**Written exercise 1**
In the rows from the line containing "[locate] doorway (a" through the last row, inclusive, swap "wooden drawer" for "wood drawer". Reproduce only those rows and leave everything else unchanged.

**Text segment**
## BEGIN
In recent years, more Black babies have actually been aborted than born in New York City, which is already known for its high abortion rates. Planned Parenthood boasts of having its facilities “in all five boroughs” with all but one (which is a referral facility) committing abortions.
Planned Parenthood’s targeting of minorities isn’t just happening in New York City. Protecting Black Life has a map showing that, nationwide, Planned Parenthood facilities are in minority-concentrated areas, affecting communities as far removed from New York City as Wichita, Kansas, where last year, as Live Action News reported, Planned Parenthood raised its abortion prices.
Star Parker: For the Black Community, Abortion is Comparable to Slavery
Personal testimonies also lend credence to Planned Parenthood’s targeting of minorities. Earlier this month, Star Parker spoke in favor of H.R. 490, the Heartbeat Protection Act of 2017, before a House committee. In addition to powerfully and aptly comparing abortion to slavery, she spoke of how even after slavery, abortion has continued to tragically affect the Black community:
The abortion industry all across America, in particular our most distressed communities, is preying on our nation’s most vulnerable, brutally dismembering their offspring. And yet their is no federal protection that the woman considering abortion see full disclosure about the human being growing within her.
Recently a famous rapper named Nicki Minaj, told Rolling Stone magazine that an abortion of her youth still haunts her, a heart-wrenching story being told many times over, thousands of times, distraught men and women, in hundreds of communities all across our great country.
I was once such woman, when years ago lost in sexual recklessness, had four abortions without any counsel nor any information from the abortion providers about the distinct humanity of the life that was growing within me. I heard all the propaganda of the abortion peddlers, in school and media, from community and political leaders. Yet I heard nothing of the infant developing in the womb nor any information about their mortality.
## END
**Written exercise 2**
Answer these questions from the article on abortion and Planned Parenthood:
(a) In which Kansas city did Planned Parenthood raise its abortion prices last year?
(b) Which bill did Star Parker speak in favor of before a House committee?
(c) How many abortions does the speaker say were had years ago?

**Information provided**
## BEGIN
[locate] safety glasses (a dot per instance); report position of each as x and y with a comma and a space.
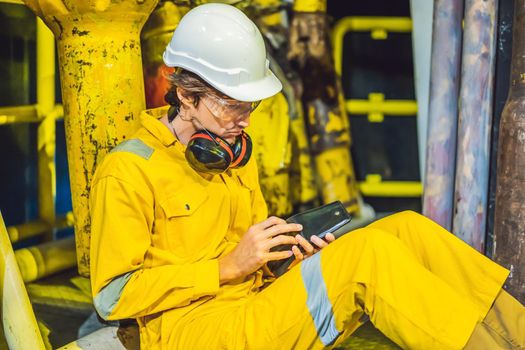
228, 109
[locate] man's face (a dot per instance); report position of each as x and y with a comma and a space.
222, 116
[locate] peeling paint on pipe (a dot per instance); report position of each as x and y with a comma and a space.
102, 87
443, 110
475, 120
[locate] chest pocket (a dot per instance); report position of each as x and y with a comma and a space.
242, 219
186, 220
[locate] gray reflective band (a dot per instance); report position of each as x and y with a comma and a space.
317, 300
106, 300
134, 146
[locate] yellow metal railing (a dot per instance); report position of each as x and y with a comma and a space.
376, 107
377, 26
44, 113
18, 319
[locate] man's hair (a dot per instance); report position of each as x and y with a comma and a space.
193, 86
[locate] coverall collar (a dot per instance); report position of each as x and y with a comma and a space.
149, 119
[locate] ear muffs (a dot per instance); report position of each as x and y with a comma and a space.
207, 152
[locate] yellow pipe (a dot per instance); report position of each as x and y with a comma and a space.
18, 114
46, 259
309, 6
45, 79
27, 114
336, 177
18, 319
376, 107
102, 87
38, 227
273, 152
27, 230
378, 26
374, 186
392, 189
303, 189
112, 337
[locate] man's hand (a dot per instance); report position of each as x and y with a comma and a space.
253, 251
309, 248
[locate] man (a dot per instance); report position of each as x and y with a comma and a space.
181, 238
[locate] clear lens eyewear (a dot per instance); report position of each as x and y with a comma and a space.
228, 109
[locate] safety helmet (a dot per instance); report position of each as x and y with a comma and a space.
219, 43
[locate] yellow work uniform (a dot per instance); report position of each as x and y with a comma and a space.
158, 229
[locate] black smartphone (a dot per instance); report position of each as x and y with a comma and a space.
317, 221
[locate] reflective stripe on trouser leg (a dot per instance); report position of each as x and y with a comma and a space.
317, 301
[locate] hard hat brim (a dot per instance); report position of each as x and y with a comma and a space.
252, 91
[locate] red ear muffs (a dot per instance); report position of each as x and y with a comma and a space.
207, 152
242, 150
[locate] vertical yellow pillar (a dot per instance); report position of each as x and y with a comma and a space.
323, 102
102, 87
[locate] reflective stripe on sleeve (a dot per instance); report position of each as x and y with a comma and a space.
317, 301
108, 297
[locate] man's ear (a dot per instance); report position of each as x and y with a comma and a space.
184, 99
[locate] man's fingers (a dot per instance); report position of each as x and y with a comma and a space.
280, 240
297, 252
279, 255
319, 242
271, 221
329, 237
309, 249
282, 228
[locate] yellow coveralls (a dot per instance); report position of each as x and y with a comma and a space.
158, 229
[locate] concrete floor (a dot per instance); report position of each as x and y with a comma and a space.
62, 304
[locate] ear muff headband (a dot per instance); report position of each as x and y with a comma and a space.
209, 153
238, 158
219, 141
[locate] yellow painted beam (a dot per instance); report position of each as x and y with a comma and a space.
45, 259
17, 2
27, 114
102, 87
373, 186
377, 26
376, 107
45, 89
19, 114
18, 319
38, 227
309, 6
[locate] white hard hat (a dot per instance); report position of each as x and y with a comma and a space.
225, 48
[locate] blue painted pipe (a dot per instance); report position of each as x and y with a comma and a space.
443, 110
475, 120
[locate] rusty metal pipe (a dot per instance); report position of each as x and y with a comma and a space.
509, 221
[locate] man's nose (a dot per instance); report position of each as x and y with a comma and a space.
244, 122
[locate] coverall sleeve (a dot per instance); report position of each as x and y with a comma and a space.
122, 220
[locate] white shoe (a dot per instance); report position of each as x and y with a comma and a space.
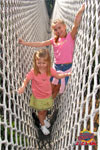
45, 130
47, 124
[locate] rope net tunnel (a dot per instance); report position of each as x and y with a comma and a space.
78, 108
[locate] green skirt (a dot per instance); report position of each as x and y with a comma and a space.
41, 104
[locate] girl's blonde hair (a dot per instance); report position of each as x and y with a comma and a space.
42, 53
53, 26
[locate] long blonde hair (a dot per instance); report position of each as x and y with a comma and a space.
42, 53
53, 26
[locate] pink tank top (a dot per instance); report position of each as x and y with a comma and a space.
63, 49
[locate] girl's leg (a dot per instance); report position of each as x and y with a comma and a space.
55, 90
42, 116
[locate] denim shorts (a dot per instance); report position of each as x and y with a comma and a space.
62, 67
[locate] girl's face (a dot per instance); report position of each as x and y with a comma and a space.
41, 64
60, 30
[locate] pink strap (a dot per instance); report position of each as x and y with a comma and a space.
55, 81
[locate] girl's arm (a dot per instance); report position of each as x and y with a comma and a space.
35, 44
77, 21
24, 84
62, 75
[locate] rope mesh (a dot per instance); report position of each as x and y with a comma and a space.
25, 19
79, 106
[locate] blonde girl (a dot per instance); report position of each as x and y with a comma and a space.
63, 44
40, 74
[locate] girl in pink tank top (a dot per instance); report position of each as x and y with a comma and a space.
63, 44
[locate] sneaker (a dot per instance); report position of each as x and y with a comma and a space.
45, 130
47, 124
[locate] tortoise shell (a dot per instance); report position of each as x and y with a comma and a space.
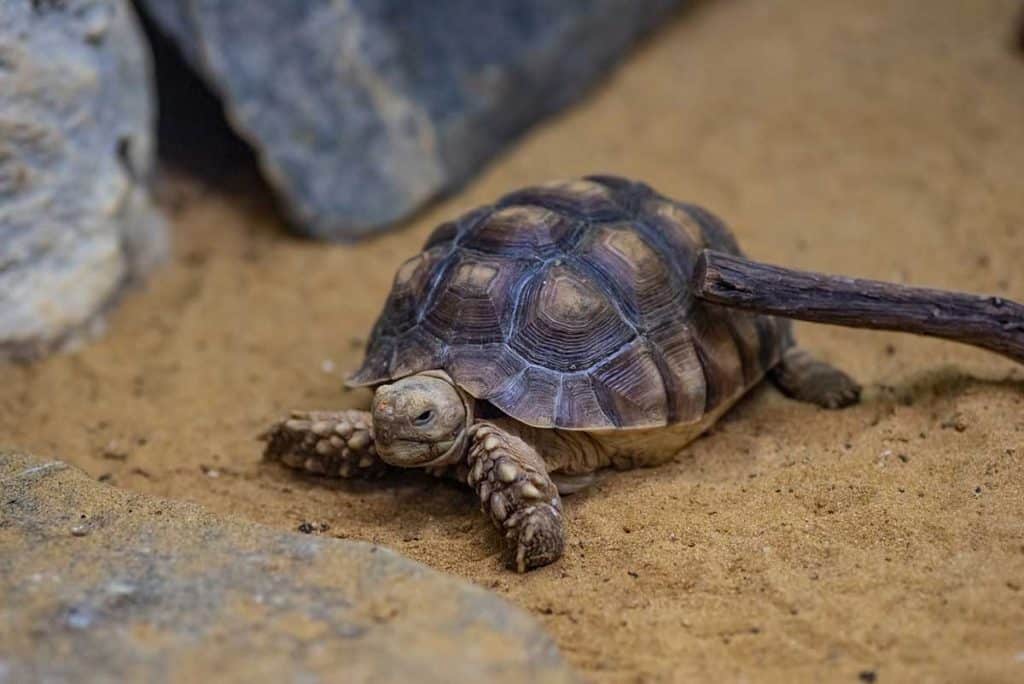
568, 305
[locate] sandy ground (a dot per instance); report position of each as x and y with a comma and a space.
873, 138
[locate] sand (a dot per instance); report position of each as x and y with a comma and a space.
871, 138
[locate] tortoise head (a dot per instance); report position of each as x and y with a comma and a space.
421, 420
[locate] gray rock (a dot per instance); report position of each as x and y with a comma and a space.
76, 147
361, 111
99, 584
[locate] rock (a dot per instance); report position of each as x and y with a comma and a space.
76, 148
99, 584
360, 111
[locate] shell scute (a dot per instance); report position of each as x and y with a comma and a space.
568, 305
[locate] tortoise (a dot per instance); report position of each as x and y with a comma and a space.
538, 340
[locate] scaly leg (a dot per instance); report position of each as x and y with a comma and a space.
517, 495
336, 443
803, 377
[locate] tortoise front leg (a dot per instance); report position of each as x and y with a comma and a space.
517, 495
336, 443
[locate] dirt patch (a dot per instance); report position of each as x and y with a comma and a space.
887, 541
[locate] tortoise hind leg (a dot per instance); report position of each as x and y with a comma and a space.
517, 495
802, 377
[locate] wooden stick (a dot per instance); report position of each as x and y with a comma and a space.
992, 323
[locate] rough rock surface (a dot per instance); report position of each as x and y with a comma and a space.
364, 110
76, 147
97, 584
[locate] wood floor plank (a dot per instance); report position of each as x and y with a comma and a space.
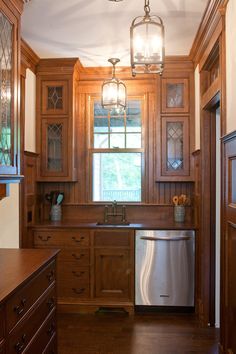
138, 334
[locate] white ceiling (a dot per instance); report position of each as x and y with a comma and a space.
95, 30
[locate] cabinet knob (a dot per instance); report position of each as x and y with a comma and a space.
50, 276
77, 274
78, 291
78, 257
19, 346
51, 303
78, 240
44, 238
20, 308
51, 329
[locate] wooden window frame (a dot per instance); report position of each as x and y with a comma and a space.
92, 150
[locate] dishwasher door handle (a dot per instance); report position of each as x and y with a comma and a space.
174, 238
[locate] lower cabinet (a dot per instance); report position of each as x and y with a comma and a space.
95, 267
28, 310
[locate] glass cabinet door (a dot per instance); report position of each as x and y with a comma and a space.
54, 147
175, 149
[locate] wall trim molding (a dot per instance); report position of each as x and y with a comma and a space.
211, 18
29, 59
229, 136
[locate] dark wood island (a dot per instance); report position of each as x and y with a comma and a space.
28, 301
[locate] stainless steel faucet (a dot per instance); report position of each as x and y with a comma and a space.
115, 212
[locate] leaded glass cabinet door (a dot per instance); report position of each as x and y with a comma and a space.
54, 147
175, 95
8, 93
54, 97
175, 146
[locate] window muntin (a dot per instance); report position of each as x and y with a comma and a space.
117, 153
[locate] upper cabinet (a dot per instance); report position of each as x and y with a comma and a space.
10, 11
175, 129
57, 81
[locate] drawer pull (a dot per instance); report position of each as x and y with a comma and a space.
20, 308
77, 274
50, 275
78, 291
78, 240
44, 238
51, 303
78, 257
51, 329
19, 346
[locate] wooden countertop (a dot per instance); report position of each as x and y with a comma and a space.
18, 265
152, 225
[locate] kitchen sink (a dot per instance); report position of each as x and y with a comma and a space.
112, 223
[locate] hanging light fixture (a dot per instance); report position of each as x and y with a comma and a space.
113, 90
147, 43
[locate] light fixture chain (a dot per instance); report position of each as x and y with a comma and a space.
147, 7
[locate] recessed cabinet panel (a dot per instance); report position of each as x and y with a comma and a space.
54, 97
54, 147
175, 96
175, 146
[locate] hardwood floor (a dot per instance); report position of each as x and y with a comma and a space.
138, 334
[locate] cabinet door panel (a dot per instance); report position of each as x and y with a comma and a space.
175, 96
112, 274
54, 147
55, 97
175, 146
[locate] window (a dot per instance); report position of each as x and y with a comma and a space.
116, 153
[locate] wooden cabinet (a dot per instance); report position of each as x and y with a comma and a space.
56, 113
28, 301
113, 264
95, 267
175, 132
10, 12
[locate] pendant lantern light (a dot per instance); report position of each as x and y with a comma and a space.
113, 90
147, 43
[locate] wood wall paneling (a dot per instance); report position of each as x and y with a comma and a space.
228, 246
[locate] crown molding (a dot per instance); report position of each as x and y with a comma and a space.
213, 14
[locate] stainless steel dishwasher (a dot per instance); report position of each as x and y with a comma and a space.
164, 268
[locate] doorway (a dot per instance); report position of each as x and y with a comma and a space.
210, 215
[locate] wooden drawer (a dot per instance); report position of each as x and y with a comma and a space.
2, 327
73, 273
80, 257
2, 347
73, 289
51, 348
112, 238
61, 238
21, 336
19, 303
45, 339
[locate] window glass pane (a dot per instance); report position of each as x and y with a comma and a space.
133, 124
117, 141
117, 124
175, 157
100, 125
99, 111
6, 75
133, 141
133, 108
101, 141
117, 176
## END
**Correct response 1**
[locate] doorway (a dot per instance); report position of each as x and y with a comma and a space.
210, 215
[locate] wood drawer (a dot per instance); report position of each as x and y with a comma and a space.
2, 327
73, 273
80, 257
2, 347
73, 289
51, 348
112, 238
61, 238
21, 336
19, 303
45, 339
[locate] window glass pane (a dot per instance); report position of each as x and y with a comma and a space.
133, 124
117, 141
117, 124
175, 157
100, 125
99, 111
6, 75
133, 141
133, 108
101, 141
117, 176

**Correct response 2**
(a) Wichita
(b) H.R. 490, the Heartbeat Protection Act of 2017
(c) Four